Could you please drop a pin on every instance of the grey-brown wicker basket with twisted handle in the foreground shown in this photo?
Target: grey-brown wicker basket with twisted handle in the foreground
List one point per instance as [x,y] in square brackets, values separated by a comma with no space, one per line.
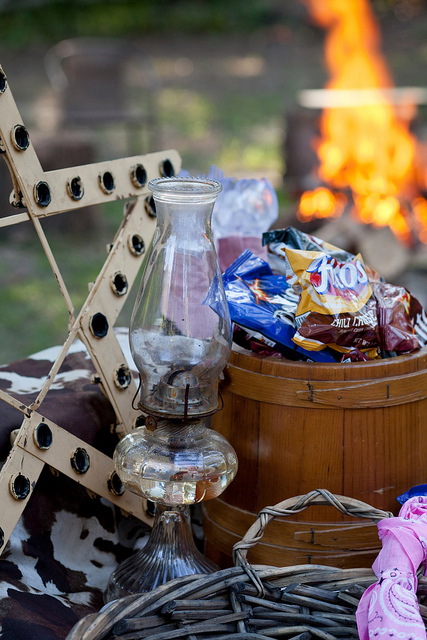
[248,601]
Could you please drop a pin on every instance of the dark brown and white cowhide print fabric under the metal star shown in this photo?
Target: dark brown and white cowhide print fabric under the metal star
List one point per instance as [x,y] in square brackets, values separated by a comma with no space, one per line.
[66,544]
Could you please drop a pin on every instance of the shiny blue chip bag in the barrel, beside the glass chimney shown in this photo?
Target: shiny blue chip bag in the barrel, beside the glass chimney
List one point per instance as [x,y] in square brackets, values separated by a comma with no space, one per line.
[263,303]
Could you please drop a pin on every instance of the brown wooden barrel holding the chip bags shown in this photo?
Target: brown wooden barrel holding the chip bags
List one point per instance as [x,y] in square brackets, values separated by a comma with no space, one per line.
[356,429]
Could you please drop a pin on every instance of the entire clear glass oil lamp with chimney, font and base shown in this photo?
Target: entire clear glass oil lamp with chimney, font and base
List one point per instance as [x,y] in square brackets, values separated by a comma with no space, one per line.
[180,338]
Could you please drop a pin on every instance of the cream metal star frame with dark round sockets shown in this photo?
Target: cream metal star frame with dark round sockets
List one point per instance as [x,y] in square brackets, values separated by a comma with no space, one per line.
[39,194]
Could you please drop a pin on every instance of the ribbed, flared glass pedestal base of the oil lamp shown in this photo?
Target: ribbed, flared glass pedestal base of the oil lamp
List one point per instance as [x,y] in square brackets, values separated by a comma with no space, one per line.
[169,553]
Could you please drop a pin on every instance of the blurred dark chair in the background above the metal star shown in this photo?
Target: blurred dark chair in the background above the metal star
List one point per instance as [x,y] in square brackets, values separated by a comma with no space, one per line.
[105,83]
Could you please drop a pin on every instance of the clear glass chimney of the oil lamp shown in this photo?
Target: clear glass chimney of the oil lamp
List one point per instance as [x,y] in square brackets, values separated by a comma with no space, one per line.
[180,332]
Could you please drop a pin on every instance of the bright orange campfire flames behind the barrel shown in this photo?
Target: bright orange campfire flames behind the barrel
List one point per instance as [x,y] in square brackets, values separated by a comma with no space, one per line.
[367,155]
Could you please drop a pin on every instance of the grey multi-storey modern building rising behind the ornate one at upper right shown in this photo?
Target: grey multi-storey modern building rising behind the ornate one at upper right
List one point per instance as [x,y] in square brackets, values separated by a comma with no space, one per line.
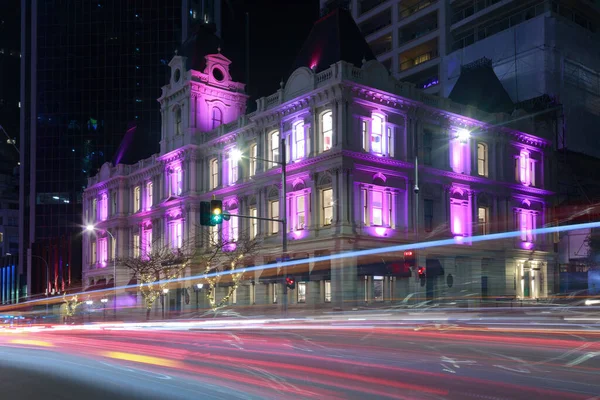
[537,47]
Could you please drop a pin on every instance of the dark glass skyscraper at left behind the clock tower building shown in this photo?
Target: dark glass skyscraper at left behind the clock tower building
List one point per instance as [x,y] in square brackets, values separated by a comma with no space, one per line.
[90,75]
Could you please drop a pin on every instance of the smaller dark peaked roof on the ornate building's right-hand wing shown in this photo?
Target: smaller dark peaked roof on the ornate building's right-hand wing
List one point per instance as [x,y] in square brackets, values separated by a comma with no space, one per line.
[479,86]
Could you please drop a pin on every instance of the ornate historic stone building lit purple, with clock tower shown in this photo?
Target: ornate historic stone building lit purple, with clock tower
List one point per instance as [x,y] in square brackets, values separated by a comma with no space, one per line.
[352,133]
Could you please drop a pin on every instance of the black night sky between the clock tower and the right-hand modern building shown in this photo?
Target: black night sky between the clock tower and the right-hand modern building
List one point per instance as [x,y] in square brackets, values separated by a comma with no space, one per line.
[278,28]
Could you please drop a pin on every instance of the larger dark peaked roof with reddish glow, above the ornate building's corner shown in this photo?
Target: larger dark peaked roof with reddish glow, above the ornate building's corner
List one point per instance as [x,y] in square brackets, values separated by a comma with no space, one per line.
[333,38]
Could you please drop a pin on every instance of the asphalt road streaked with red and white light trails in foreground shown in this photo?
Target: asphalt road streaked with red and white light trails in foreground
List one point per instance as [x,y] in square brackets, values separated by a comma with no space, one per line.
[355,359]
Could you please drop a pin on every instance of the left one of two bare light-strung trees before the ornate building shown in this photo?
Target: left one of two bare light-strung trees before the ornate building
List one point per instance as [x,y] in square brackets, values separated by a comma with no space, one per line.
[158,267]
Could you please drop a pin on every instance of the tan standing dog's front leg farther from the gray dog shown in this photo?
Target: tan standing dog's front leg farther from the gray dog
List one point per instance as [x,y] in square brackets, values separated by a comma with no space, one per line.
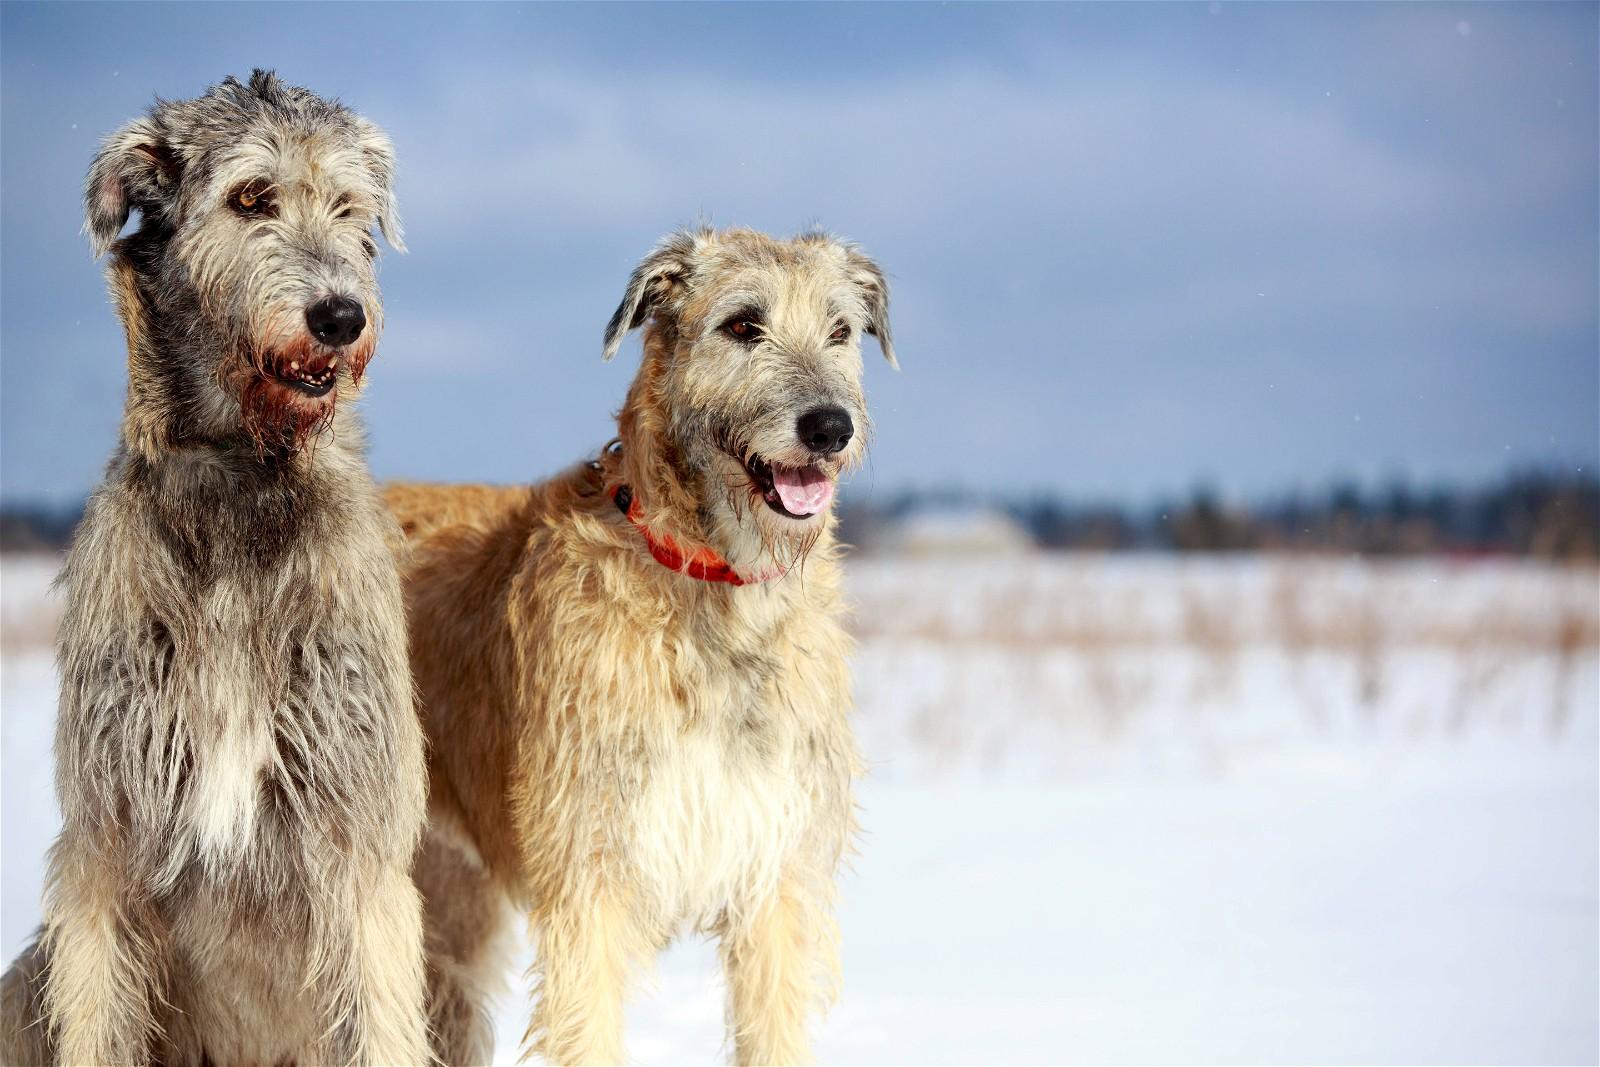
***
• [Exercise details]:
Exact transcription of the full listing above is required; images do not belong in it.

• [Worked solution]:
Could you please drop a pin on every instance of the grey-brown wicker basket with twisted handle in the foreground shown in this photo?
Target: grey-brown wicker basket with twisted handle in the foreground
List one point per instance as [x,y] in square brackets, values separated by a comma with no space, one per line.
[248,601]
Could you please drop a pin on every instance of the dark brown and white cowhide print fabric under the metal star shown in this photo?
Target: dark brown and white cowhide print fabric under the metal star
List one point per instance as [x,y] in square brackets, values separated by a comma with no space, one per line.
[66,544]
Could you please drop a pin on every instance of the shiny blue chip bag in the barrel, beside the glass chimney shown in this photo?
Target: shiny blue chip bag in the barrel, beside the glass chimney
List one point per instance as [x,y] in square brackets, values separated by a comma with no space, one per line.
[263,303]
Could you please drop a pin on every instance of the brown wooden barrel holding the chip bags shown in this photo?
Target: brown wooden barrel holding the chip bags
List one point per instance as [x,y] in square brackets, values separated by a comma with no space, one per line.
[356,429]
Could you please drop a pin on every instance of the entire clear glass oil lamp with chimney, font and base shown in this photo?
Target: entire clear glass oil lamp with chimney, font and base
List one point per instance as [x,y] in square brackets, values separated by a comma with no space, one per line.
[180,338]
Could you please drop a pin on every instance of the cream metal star frame with dark round sockets shown in this photo?
Target: cream metal star frame with dark round sockets
List one point per instance as [x,y] in square brackets, values separated by a comma with no space, one per line.
[39,194]
Could you please drop a pin on every instance of the ribbed, flared glass pedestal base of the oil lamp shown in this photo?
Target: ribbed, flared glass pedestal base of the oil lamp
List one point per instance as [x,y] in square brackets, values separated by a comma with no space, one per line.
[169,553]
Could you please drop a pin on every instance of the blurred dark chair in the background above the metal star shown in this photo?
Target: blurred dark chair in the background above the metal star
List one point per instance as [x,y] in square brackets, values separated by a comma with no space, one per line.
[105,83]
Could you please drop a pin on every instance of the clear glass chimney of the oil lamp shown in this photo?
Target: clear glass chimney of the oil lamp
List one point per instance as [x,y] in square brackets, values separated by a comma with no space, one per line.
[180,332]
Could you please drop a pin on every instance of the bright orange campfire flames behind the barrel shown in this photo?
Target: bright orange campfire flames behind the barrel
List one point per instance as [x,y] in square brackets, values separated by a comma with no space, one per line.
[367,155]
Could you please drop a pin on every instance of the grey multi-storey modern building rising behind the ornate one at upper right shown in this photo?
Target: grey multi-storey modern building rising behind the ornate one at upper right
List one point per instance as [x,y] in square brackets, values separated by a comma with no space, one per line.
[537,47]
Could you please drop a pin on every instance of the dark glass skyscraper at left behind the clock tower building shown in this photo?
Target: dark glass skyscraper at left behind the clock tower building
List one point per instance as [x,y] in square brackets, values separated by a comma with no space, one per line.
[90,75]
Could you please drop a pin on every instance of the smaller dark peaked roof on the ornate building's right-hand wing shown in this photo?
Target: smaller dark peaked roof on the ornate building's right-hand wing
List one point per instance as [x,y] in square brackets, values separated by a comma with no space, one per line.
[479,86]
Could you please drop a pin on every instance of the ornate historic stone building lit purple, with clock tower shown in this photo?
Target: ornate historic stone building lit purple, with clock tower
List one point per instance as [x,y] in square brackets, values separated by a comma with no space, one per line.
[352,133]
Could you please drop a pin on every instance of the black night sky between the clock tower and the right-hand modern building shown in this photo?
Target: black night sky between the clock tower and the right-hand modern building
List one point per instance as [x,y] in square brackets, values separated by a comma with no space, one per line.
[278,28]
Could you please drop a pin on every instance of the larger dark peaked roof with reddish glow, above the ornate building's corner shown in this photo?
Target: larger dark peaked roof with reddish glow, above the ornate building's corner
List one point per instance as [x,y] in square brackets, values separated by a comma with no space, one per line.
[333,38]
Could you please drop a pin on every instance of the asphalt road streaked with red and white light trails in foreground shown in this photo?
Target: asphalt road streaked with red and white light trails in foreground
List one point per instance as [x,y] in square brackets, values separated by a comma with no space, one per line.
[355,359]
Could you please drop a pin on every instance of the left one of two bare light-strung trees before the ornate building shown in this photo?
Target: left one of two bare light-strung trees before the ornate building
List one point per instance as [x,y] in square brackets, values separated by a comma with no space, one per line.
[158,267]
Could you please drop a pin on every instance of the tan standing dog's front leg farther from the gray dog shown in this photo?
Target: tan standing dog's front leg farther from the gray dog
List one point per instance as [x,y] in square brackets, values separated by a comma with no space, one per line.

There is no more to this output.